* What to produce: Please set down every record exactly as it appears below.

* Dataset excerpts:

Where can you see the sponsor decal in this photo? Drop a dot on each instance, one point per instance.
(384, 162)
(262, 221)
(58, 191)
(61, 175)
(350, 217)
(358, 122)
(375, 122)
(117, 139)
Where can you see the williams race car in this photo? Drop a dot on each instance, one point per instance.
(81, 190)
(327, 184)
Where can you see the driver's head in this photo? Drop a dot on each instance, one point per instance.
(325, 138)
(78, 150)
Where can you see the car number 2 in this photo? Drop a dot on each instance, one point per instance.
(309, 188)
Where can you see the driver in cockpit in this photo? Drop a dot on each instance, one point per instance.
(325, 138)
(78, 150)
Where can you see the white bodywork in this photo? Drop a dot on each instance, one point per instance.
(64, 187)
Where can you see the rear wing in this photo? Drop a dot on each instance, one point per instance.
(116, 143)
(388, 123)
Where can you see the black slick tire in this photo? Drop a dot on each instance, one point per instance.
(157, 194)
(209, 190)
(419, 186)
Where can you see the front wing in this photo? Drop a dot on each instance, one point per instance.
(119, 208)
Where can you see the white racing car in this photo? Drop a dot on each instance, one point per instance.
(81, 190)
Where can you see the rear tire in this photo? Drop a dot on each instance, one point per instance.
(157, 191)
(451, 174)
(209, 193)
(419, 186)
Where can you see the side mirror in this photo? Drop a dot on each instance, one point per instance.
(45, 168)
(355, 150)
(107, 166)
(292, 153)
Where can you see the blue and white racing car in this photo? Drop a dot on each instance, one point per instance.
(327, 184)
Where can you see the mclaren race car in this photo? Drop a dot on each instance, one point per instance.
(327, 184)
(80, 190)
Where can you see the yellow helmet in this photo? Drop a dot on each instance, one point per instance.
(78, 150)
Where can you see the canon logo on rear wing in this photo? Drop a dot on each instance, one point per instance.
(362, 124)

* Solution for this problem:
Where can you see the sponsor decal in this photo? Drop a dot on each instance, one point per instance.
(384, 162)
(262, 221)
(58, 191)
(61, 175)
(350, 217)
(358, 122)
(375, 122)
(117, 139)
Where can you see the williams race car in this photo? Drop a dot on each instance, one point per instance.
(81, 190)
(327, 184)
Where can you see the driver's head in this photo? Drop a dot on each instance, one point per instance.
(325, 138)
(78, 150)
Where can you see the car number 2 in this photo? Drop a dot on each instance, one point per instance.
(309, 188)
Where can you see the driver in cockpit in this photo? Drop a dot on each instance, one point per instance.
(325, 138)
(78, 150)
Where can you see the white bodywork in this photo? Drop a dot on each instance, one point per instance.
(64, 187)
Where can you see the rear wing in this photo? Drop a dot on each instance, one point per instance.
(116, 143)
(388, 123)
Where can you see the black slick tire in this photo? Drop a dot on each instance, one point per instance.
(157, 194)
(209, 190)
(419, 186)
Where can you see the front wing in this photo? Drop a dot on each instance, one point per instance.
(119, 208)
Where can you see the white racing car in this photo? Drop a dot on each instance, one point per instance.
(81, 190)
Where can you see the rear tire in this photo? Drop a dot on each instance, one point per instance.
(157, 191)
(451, 174)
(209, 193)
(419, 186)
Where can you see the side mirror in this photo? Drop a dot on each instance, one point per instance.
(45, 168)
(355, 150)
(107, 166)
(292, 153)
Where can you see the blue and white racing car in this photo? Drop a dot on each instance, one point per instance.
(327, 184)
Where can you see the mclaren race car in this photo? Drop a dot on each instance, one point per instance.
(327, 184)
(80, 190)
Where can you see the yellow helmet in this photo? Drop a dot on each instance, one point per instance.
(78, 150)
Where can you see the canon logo on rear wing in this photo? Drop a dot on each instance, one point per instance.
(362, 124)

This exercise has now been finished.